:: What to do ::
- a) Does the September housing market report agree with each of these statements? (i) Temecula had 20 sales over $1,000,000 in September. (ii) Months of inventory rose in September. (iii) California's median home price went above $700,000 for the first time in August. Answer each with yes or no and quote the deciding words.
- b) In the September housing market report, swap "SRCAR" for "the association" and give everything from "Where our votes" down to "VOTE! Thank you.".

:: Quoted passage ::
Our 2020 housing market continue to improve with September posting another increase not only a month-over-month increase of 9% (1,068 / 1,169) but a whopping 19% increase over last September (944). That brings us to within a rounding error of year-to-date sales volume just 21 units less than 2019 (8,357 / 8,337). Incredible given the constraints working under a COVID environment. And at a time of year where sales should be coasting into year-end, pending sales are up another 1% going into October forecasting yet another strong month ahead. This is the highest sales volume posted for a September in this region!
Median price dipped slightly in September coming in 1% below August ($444,500/ $441,142) but posted a respectable 10% increase over September 2019 ($359,990). That leaves our year-to-date lead over 2019 at 7% ($384,452 / $415,312). Driven by 20 sales in excess of $1,000,000 (nearly 10% of their total sales volume), Temecula notched another milestone average price in September at $640,771. Murrieta’s average price with 13 sales over $1,000,000 hit $550,884 and Canyon Lake’ average price rose to $653,854 with 4 sales over $1 million. While the median price increase is driven more by increases in the lower end of the market, average price reflects strong sales in the upper registers. Our market is currently benefitting from healthy demand across the spectrum of the market.
Of course, we would be remiss if we didn’t give another nod to our shrinking inventory. While the number of homes for sale did increase 7% last month (832 / 895), it was down 62% from last year (2,350) and marked 4 consecutive months where sales exceeded inventory. Another month or two of strong demand will bring the market up short as there will simply be no more supply to feed the beast. As it is, months of inventory remained unchanged at .8, or roughly 3 weeks supply, and homes flew off the market even faster in September than August (7.9 days / 7.1 days). Last September homes were sticking around for 28.7 days or 75% longer than today.
What we’re experiencing mirrors what the rest of the state is going through as well with both sales and median price up more than 14% over last year. The median price of a home in California exceeded $700,000 for the first time in August and, while the rest of the state is luxuriating with a 2.1 month inventory, it’s still not even close to the 6-7 months considered to be a balanced market.
Sub 3% interest rates expected to remain in effect for some time are driving not only first-time and Millenial buyers into the market but driving existing owners to upgrade and/or purchase a 2nd home. Those first time buyers are driving our median price market while the upgrade and 2nd home buyers are propelling sales in the Wine Country and La Cresta. This market exuberance marks a departure from the wider economic picture cautioning a potential for increased foreclosure activity and commercial declines resulting from the current pandemic hysteria. By this time next month, we’ll probably have a better idea of the direction the nation is headed – either four more years of chaos with tax and regulatory reductions, or four more years of chaos with tax and regulatory increases. In California, our vote doesn’t matter much.
Where our votes do matter are local issues and candidates who will propel our cities into the future. For that reason, I have included an endorsement summary of candidates and issues supported by the Southwest Riverside County Association of Realtor®. Regardless of who wins, SRCAR stands ready to provide our support and advocate on behalf of property ownership.
Stay well and please get out and vote, or send it in, or drop it off – JUST VOTE! Thank you.

:: Data excerpts ::

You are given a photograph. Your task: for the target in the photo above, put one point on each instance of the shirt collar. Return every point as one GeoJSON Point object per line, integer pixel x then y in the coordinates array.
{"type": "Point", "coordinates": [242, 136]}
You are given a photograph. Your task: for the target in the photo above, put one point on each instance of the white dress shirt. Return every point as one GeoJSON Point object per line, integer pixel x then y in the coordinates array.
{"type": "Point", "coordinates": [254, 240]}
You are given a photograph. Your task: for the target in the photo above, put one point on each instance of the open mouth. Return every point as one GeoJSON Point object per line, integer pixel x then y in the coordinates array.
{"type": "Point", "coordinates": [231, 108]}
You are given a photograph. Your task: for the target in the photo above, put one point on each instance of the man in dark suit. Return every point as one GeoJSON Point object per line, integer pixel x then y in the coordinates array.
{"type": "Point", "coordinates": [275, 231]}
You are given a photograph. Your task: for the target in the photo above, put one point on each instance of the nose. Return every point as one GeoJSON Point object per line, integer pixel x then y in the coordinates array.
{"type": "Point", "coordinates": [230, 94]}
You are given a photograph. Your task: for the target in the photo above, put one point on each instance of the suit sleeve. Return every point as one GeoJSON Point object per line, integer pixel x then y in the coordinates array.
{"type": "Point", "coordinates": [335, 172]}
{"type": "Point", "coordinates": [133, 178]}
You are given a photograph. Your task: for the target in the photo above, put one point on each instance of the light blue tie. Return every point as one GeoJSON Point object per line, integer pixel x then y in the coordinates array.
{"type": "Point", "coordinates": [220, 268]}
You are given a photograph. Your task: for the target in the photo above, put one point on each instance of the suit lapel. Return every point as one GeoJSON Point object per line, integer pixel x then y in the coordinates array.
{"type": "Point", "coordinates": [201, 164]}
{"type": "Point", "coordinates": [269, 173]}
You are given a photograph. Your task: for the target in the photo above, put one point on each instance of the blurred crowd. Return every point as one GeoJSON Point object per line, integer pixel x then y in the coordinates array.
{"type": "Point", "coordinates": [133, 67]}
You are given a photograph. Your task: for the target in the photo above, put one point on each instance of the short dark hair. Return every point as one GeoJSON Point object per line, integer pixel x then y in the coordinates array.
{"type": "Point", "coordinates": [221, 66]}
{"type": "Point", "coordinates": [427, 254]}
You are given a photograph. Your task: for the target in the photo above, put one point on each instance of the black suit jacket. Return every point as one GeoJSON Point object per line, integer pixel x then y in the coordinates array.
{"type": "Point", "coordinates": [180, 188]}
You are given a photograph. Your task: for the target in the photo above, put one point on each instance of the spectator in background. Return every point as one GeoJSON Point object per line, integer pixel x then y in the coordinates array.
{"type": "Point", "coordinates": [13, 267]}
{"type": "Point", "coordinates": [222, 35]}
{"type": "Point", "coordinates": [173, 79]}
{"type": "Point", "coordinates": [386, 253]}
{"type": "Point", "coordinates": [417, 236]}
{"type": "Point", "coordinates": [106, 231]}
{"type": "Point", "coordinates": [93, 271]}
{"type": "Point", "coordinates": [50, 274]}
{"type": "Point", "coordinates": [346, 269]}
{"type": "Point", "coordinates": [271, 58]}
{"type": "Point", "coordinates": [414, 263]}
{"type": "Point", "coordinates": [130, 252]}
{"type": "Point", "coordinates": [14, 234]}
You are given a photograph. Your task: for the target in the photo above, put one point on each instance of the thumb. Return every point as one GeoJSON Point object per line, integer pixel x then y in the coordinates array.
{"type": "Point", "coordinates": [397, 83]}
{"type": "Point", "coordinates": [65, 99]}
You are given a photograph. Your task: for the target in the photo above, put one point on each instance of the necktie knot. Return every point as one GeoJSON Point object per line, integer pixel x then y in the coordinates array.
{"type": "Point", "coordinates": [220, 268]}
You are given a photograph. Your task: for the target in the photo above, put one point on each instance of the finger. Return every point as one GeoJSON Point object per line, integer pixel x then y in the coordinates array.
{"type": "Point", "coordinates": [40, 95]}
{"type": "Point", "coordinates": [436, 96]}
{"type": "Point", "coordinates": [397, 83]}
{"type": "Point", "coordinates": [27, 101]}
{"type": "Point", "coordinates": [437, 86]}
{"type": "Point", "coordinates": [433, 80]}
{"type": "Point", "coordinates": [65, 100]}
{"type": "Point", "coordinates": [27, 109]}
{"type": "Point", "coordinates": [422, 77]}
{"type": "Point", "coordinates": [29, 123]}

:: Results by task ::
- a)
(i) Yes: "Driven by 20 sales in excess of $1,000,000"
(ii) No: "months of inventory remained unchanged at .8"
(iii) Yes: "The median price of a home in California exceeded $700,000 for the first time in August"

- b)
Where our votes do matter are local issues and candidates who will propel our cities into the future. For that reason, I have included an endorsement summary of candidates and issues supported by the Southwest Riverside County Association of Realtor®. Regardless of who wins, the association stands ready to provide our support and advocate on behalf of property ownership.
Stay well and please get out and vote, or send it in, or drop it off – JUST VOTE! Thank you.